■ **DIRECTIONS FOR THIS TASK**
Lines in the records below that contain the word "chalkboard" must each be copied.

..............................

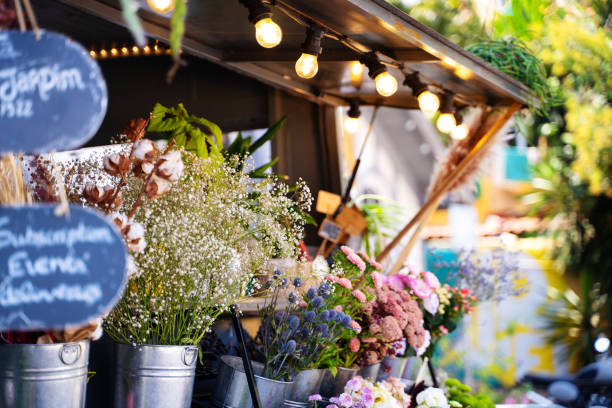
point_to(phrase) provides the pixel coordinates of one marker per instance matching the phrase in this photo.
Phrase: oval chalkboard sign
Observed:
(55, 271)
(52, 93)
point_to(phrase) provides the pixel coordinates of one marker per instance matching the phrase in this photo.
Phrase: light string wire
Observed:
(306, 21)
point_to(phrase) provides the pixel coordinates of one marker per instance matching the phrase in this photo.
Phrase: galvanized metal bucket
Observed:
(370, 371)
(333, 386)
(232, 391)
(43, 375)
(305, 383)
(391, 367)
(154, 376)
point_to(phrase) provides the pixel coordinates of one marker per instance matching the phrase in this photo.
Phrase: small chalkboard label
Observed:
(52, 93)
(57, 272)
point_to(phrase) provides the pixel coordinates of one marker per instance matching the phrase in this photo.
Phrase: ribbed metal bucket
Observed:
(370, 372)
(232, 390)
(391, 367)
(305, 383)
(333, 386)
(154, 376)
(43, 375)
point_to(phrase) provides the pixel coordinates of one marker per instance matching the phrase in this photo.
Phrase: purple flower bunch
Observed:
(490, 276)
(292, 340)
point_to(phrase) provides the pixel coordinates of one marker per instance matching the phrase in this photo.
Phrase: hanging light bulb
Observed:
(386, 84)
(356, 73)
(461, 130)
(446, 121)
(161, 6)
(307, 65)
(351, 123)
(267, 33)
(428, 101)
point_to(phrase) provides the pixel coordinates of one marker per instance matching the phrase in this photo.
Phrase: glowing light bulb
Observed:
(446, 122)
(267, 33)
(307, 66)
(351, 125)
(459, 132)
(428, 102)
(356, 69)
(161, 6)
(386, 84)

..............................

■ **SOLUTION BELOW**
Phrase: oval chalkboard sign
Phrase: small chalkboard label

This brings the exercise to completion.